EXERCISE PROMPT
The lines that make up this material should each be returned exactly.

TASK MATERIAL
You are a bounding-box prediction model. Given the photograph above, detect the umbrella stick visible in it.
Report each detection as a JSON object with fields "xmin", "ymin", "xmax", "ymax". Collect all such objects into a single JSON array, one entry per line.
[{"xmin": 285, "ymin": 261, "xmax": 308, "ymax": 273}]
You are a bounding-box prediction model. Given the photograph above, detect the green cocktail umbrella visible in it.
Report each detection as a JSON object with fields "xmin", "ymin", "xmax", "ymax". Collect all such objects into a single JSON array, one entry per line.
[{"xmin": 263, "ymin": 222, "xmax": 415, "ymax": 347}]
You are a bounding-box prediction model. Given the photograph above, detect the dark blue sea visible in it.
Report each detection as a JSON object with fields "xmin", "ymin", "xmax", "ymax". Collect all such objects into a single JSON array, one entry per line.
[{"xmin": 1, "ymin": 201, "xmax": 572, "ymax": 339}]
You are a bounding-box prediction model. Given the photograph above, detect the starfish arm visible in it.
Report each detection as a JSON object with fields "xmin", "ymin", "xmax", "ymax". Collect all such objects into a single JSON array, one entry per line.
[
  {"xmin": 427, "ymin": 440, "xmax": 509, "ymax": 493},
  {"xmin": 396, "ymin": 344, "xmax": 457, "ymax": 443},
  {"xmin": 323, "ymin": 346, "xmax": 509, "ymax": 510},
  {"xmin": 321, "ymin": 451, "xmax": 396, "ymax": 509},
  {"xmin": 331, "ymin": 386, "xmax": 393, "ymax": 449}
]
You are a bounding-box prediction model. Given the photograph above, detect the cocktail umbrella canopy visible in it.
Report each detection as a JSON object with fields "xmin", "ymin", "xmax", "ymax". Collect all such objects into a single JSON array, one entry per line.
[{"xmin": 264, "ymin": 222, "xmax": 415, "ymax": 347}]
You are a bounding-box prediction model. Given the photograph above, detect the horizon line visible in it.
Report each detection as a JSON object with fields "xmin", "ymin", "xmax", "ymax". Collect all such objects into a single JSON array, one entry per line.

FINAL ANSWER
You are a bounding-box prediction model. Given the photograph above, detect the umbrella stick visible in it.
Report each detection as a JSON object with fields "xmin", "ymin", "xmax", "ymax". Collect all such objects into a single JSON array, one entry per line.
[{"xmin": 285, "ymin": 261, "xmax": 308, "ymax": 273}]
You are a bounding-box prediction model. Given the photograph above, detect the green cocktail umbrella visible in it.
Report each detection as a JSON object with fields "xmin", "ymin", "xmax", "ymax". Collect all such objects into a single JSON array, one entry per line.
[{"xmin": 263, "ymin": 222, "xmax": 415, "ymax": 347}]
You are a bounding-box prediction model. Given the photograph above, detect the dark blue sea visible in it.
Report each detection as a JSON object with fields "xmin", "ymin", "xmax", "ymax". Collect all such objects into a single JSON array, one entry per line.
[{"xmin": 1, "ymin": 201, "xmax": 572, "ymax": 339}]
You are a bounding-box prediction model. Given the photograph above, detect the starfish arm visible in it.
Report each detection as a JSON object with fields "xmin", "ymin", "xmax", "ymax". Collect all such objects into a single JSON array, one entry per line.
[
  {"xmin": 427, "ymin": 440, "xmax": 509, "ymax": 493},
  {"xmin": 396, "ymin": 344, "xmax": 457, "ymax": 443},
  {"xmin": 323, "ymin": 346, "xmax": 509, "ymax": 510},
  {"xmin": 321, "ymin": 451, "xmax": 396, "ymax": 509},
  {"xmin": 331, "ymin": 386, "xmax": 393, "ymax": 449}
]
You are a bounding-box prediction model. Given the photograph above, detect the cocktail umbrella canopy visible in it.
Report each detection as a JSON object with fields "xmin", "ymin", "xmax", "ymax". Collect all such objects into a single JSON array, one entry per line.
[{"xmin": 264, "ymin": 222, "xmax": 415, "ymax": 347}]
You are a bounding-box prediction model. Given the photograph above, detect the horizon line visible in it.
Report each detection as a JSON object with fields "xmin", "ymin", "xmax", "ymax". Collect all such objects into a single JSON array, one entry per line.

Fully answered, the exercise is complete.